**Your goal**
Rewrite the listing from the line containing "Please look at the image and locate the reflection" through the end of the listing, changing "bridge arch" to "arched span" and leaving everything else as it is.

**Data extract**
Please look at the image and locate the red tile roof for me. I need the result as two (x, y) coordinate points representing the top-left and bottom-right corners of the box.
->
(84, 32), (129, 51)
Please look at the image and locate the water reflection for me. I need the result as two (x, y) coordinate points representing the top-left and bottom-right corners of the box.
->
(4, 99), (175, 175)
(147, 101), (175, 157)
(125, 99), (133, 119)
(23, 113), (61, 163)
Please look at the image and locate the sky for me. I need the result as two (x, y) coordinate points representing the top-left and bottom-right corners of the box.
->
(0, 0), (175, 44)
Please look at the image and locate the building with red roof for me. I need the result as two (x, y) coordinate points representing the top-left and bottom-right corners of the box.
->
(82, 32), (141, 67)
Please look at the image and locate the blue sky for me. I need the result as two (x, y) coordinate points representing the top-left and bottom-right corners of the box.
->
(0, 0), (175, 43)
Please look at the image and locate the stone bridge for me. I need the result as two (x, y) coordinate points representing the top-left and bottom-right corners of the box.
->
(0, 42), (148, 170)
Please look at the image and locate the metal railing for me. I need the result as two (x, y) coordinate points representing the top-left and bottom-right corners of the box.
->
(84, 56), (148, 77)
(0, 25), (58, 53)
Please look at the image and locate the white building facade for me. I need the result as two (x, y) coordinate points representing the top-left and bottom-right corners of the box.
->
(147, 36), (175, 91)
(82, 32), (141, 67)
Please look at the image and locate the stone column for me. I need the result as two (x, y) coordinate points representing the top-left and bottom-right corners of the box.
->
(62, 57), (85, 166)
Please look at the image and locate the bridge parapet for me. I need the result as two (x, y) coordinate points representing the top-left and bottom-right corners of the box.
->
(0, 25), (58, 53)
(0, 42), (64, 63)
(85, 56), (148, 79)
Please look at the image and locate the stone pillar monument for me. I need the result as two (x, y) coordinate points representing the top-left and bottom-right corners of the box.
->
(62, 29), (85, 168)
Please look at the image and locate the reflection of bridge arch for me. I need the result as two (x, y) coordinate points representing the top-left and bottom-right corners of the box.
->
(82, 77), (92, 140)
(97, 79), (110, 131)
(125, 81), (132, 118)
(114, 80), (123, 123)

**Written reply**
Please look at the image and locate the reflection of arched span for me. I need the result as two (x, y) coordinate points representing the top-left and bottom-right corners of the box.
->
(82, 77), (92, 140)
(97, 79), (110, 131)
(125, 81), (132, 118)
(114, 80), (123, 123)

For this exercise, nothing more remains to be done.